• [Passage to read]
▼

NIMH Data Archive - QA Resubmission Webinar
LORRAINE SIOCHI: Hello everyone.
Today we'll be discussing the NDA resubmission process for submissions that were identified to have QA errors.
Our agenda for today is who should be resubmitting data, how to resubmit your corrected
Data, and how to identify the errors in your submissions using the QA results report provided by NDA.
MASON INGALLS: First, we'll be talking about who should be resubmitting data.
NDA expects you to resubmit your data if your NDA collection received a QA results e-mail from the NDA help desk.
And this will look something like this, with a subject saying “NIMH Data Archive QA Results”
with your PI's name and your NDA Collection ID.
Once you get your QA errors e-mail, you can find the QA report in this S3 link under “How
to Resolve QA Errors. It is in step one right here.
So, you click this link, open it up and it will take you to this page. We advise you to right click on this page and save it as a CSV file so that it is more readable.
Once you save that, you can open the file and view all of your QA errors in a much more
Once you've reviewed the QA error report and corrected your data, you can follow our “How to
Provide Corrected Files” instruction guide, which is also linked in your QA results e-mail.
You will see it under step 6 right here of “How to Resolve your QA Errors”.
So, you can click this, and it will give you all the information you need to resubmit.
The general steps are as follows. First, you will launch the validation and upload tool
and then click “Fix QA Errors” in the right of the bottom banner.
Next, you will select the submission in which you have corrected data and click submit.
A note for this is that you should only be resubmitting for one submission at a time.
So, you will click the one checkbox here, then click submit.
Then it will take you to this page where you can select “Choose Files” and choose your corrected
data files for upload. Or, alternatively, you can drag and drop the files.
Something to note for this is you should only be resubmitting data for data structures that
have QA errors.
For example, there are two data structures here. The first one is et_subject_experiment_O1. This one does have QA errors. The second one, eeg_sub_files_O1 does not
So, in this case you should only be resubmitting corrected data for et_subject_experiment_O1.
Another thing to note is that the same number of rows from the original submission must be
uploaded in your resubmission.
So, you will see up here on the same page, et_subject_experiment_O1 originally had 126 rows in your submission.
And then down here, the file that was uploaded to correct them only had eight of 126 errors.
In most cases, you will want to have these uploaded rows matching. The only cases in which
the uploaded rows can be a little bit different is if you receive the “duplicate records” error or the “missing subjects” error. But we will talk about those soon.
Once you have checked the number of rows, validated your files, and make sure
that they have no other types of errors, you can click next “Build Package”.

▲

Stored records

▼

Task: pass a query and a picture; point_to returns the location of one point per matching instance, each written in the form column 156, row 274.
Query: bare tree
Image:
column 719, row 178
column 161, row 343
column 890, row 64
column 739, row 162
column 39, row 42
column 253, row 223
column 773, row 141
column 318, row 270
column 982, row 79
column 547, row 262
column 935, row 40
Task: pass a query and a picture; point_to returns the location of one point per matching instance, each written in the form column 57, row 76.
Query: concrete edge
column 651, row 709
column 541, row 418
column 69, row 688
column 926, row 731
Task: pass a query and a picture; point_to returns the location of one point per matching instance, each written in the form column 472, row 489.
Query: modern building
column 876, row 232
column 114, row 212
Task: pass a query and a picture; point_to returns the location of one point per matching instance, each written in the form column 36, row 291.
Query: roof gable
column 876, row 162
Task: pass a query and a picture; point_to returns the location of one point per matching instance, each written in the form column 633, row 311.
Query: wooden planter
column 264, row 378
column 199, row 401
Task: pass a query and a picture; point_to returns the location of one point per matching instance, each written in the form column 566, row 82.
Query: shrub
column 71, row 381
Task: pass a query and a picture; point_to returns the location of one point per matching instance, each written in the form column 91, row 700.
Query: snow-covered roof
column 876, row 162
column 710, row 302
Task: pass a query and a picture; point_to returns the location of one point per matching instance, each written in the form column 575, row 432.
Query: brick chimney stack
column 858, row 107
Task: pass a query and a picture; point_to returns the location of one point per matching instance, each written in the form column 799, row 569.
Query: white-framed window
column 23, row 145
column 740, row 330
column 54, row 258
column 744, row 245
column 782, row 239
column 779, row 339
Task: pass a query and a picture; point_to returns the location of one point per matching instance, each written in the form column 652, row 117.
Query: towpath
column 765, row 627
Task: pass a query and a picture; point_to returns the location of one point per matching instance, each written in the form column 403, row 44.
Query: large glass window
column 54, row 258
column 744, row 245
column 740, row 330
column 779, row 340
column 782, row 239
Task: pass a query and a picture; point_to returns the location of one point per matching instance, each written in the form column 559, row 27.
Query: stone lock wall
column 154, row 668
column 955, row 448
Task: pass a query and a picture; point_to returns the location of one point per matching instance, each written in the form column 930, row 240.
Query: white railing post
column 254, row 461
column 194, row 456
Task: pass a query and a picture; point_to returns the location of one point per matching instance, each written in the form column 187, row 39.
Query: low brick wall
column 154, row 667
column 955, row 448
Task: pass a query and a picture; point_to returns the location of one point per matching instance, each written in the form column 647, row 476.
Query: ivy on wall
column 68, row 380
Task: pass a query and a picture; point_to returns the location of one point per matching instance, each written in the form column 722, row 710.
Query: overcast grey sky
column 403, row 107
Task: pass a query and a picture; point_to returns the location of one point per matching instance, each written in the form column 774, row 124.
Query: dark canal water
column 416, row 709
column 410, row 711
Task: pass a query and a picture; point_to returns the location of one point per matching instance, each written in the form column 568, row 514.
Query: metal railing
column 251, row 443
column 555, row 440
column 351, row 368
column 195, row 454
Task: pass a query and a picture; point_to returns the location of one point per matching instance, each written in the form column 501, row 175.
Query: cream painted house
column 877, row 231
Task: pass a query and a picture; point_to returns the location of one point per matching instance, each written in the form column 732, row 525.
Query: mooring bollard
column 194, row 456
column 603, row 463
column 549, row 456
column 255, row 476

▲

• [Study questions]
a - In the NDA resubmission webinar transcript, where is the "Fix QA Errors" option in the validation and upload tool?
b - Write the next few lines of the NDA resubmission webinar transcript, picking up after its last sentence.

• [Set of answers]
a - It is in the right of the bottom banner.

b -
Then, you can verify that your listed information here is correct, and then you can
submit your data.
DOMINICK DIMERCURIO: Now that you know how to resubmit your data, let us look at the different types of error types that you may encounter so that you will know how to interpret these errors and correct them for your resubmission.
One error type you may encounter is the “Duplicate Records Within a Submission”.
This error will indicate that there has been identical data submitted for a subject within a data structure.
In order to correct this error, you will need to identify the subject using the submitted source subject ID value in column L on your error report.
You will then remove the duplicate record from the data structure so that you can resubmit your data.
Let's see an example of what this looks like on your error report.
In this example, you can see in column J that for the data structure fMRI_results_01
we have in column L 111, 222, and 333 all have duplicate records.
So then if we go to our submission template, we will then see this error clearly. So GUID 1 has
111 and 111 duplicated.
Then GUID 2 is subject 222 and 222, and 333 and 333.
What we will need to do is remove these duplicates so that we only have 111, 222, 333 for a total of three records in this data.
Then, this corrected submission template can be resubmitted.
Another type of error you may encounter is the “Miscalculated Age” error. In particular, the subtype interview age inconsistent with date.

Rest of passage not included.